— Work order —
Where the word "dragonfly" appears in a line below, copy the whole line.

— Extracted data entries —
+ + + + +
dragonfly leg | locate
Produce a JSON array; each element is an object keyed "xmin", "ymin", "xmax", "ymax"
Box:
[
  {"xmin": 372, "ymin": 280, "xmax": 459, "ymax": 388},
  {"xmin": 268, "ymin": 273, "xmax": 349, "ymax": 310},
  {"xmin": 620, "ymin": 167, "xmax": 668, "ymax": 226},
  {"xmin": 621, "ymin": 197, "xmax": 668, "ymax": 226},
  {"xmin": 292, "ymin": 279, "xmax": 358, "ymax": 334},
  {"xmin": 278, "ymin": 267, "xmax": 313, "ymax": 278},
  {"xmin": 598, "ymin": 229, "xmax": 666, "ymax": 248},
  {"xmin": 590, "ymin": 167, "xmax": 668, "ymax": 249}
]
+ + + + +
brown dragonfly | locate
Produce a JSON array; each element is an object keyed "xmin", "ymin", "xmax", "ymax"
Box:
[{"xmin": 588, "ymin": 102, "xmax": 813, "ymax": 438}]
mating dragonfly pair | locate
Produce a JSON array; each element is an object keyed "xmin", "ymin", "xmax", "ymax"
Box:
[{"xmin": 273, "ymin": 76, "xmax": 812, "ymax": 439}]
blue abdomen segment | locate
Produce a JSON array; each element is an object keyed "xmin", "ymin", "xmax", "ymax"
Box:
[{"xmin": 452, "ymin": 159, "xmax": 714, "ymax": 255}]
+ + + + +
— Exercise solution —
dragonfly leg | locate
brown dragonfly | locate
mating dragonfly pair | locate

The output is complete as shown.